BEGIN Extracted data

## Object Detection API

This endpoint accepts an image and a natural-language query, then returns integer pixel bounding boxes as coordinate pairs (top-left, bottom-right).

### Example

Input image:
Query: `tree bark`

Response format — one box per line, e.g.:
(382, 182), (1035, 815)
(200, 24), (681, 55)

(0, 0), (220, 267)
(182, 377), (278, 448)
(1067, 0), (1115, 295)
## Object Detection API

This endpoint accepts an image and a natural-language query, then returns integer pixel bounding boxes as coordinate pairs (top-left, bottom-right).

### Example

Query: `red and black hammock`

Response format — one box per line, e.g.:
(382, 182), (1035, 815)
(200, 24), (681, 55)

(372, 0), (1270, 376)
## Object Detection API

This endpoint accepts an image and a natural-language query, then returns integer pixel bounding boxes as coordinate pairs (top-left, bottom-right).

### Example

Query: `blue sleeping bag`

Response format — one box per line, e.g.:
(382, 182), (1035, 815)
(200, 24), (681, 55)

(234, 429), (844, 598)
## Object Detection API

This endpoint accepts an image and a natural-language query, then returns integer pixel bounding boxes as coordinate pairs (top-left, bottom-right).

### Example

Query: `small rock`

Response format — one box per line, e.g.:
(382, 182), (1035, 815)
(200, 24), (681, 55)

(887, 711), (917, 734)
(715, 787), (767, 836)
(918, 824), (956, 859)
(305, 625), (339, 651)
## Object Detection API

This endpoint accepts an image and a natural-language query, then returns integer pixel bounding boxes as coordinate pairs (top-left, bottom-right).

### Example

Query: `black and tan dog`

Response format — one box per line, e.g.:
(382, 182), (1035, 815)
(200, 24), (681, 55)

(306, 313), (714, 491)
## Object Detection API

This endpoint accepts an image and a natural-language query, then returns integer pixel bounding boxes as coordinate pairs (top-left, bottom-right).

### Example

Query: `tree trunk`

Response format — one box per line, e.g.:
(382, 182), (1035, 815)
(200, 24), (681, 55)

END Extracted data

Problem requirements ▸ Gather every line of the data above that contains the string "black". Case matters, so treat uppercase and lowercase letters as different.

Solved exercise ▸
Query: `red and black hammock`
Query: `black and tan dog`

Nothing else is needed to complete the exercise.